EXERCISE PASSAGE:
Many tens of thousands of medical research papers are published every year in a dynamic field where knowledge is constantly evolving. While hospitals often make their own compilation of relevant research, it is not immediately available and can be in a lengthy, unsearchable form. Meanwhile, some medical directives based on research don't ever reach their intended audience. 

“With UpSim​ [Simulate], doctors receive scientific updates in a direct, fast and efficient way,” Sequeira said. He compares Simulate to “a personal trainer” but not as a substitute for professional intervention. 

As well as direct training, the SaaS allows physicians to discuss different treatments and share their insights through the platform or via in-person sessions that UpHill also organizes as a separate product offer. The software uses AI to analyze performance based on the number of correct actions taken and the quality of the case registration process, including mentions of keywords and the ratio between necessary and unnecessary actions selected. 

In February 2020, UpHill launched a new product called Notation, a tool allowing healthcare professionals to set up their own clinical protocols in a standardized and simple manner. Until then, there had been no standardization how of clinical protocols were put into action nor any set location for their storage and consultation.

SET OF TASKS:
A - Please condense the paragraph of the UpHill passage that begins "As well as direct training" into a short bulleted list that keeps its main facts.
B - In the UpHill passage, what does the Notation tool let healthcare professionals do?
C - Write out the part of the UpHill passage starting at "As well as direct" and ending at "storage and consultation.", word for word.
The listing is separate material with no connection to the UpHill passage.

DATA FOR REVIEW:
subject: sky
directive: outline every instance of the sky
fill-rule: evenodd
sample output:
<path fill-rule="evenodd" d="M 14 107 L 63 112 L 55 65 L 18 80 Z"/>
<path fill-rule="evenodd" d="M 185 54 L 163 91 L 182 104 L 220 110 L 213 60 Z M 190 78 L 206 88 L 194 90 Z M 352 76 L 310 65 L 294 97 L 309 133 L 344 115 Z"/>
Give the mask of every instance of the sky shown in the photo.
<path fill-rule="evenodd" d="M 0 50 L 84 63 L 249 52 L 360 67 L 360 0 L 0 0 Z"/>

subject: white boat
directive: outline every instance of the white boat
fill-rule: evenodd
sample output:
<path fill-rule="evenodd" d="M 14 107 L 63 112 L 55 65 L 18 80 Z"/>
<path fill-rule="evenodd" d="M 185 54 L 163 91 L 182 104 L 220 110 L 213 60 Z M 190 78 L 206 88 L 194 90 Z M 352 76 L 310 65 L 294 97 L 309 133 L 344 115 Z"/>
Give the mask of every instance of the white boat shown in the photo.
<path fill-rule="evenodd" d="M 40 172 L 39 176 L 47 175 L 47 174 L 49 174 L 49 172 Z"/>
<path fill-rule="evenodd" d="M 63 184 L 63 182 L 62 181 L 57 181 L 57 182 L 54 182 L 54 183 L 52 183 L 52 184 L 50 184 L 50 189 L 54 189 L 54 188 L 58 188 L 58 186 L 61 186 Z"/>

--

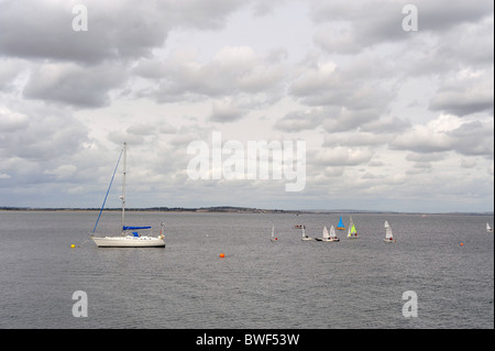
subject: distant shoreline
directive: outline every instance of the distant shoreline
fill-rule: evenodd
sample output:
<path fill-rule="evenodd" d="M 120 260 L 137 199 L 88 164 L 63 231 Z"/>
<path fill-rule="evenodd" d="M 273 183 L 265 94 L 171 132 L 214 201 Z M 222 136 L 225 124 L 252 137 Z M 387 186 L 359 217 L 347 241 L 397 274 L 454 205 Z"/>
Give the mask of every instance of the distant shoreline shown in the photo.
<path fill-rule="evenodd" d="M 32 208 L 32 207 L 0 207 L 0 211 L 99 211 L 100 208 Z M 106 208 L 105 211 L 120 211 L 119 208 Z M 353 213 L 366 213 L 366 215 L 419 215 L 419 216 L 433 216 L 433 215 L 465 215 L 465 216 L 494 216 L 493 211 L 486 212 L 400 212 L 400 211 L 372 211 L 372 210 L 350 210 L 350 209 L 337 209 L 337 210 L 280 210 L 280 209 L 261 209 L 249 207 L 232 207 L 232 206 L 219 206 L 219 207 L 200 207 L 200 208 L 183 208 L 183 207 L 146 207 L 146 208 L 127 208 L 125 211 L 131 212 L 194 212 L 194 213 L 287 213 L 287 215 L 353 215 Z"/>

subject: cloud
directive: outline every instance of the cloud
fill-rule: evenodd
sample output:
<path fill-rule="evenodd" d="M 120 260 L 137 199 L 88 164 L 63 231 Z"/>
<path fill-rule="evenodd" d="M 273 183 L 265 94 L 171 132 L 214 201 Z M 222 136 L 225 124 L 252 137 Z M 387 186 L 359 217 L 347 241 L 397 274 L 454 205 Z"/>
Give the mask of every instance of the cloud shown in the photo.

---

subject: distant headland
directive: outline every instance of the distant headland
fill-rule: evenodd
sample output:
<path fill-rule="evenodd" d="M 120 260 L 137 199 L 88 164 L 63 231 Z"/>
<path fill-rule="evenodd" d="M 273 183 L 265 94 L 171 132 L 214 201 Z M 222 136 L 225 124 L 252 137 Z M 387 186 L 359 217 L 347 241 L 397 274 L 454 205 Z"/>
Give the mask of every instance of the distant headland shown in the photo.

RESULTS BY TASK:
A -
- Beyond direct training, physicians can discuss treatments and share insights on the platform.
- They can also do this in in-person sessions, which UpHill organizes as a separate product.
- The software uses AI to analyze performance.
- The analysis looks at the number of correct actions and the quality of case registration.
- Case registration quality includes keyword mentions and the ratio of necessary to unnecessary actions selected.

B - It lets them set up their own clinical protocols in a standardized and simple manner.

C -
As well as direct training, the SaaS allows physicians to discuss different treatments and share their insights through the platform or via in-person sessions that UpHill also organizes as a separate product offer. The software uses AI to analyze performance based on the number of correct actions taken and the quality of the case registration process, including mentions of keywords and the ratio between necessary and unnecessary actions selected. 

In February 2020, UpHill launched a new product called Notation, a tool allowing healthcare professionals to set up their own clinical protocols in a standardized and simple manner. Until then, there had been no standardization how of clinical protocols were put into action nor any set location for their storage and consultation.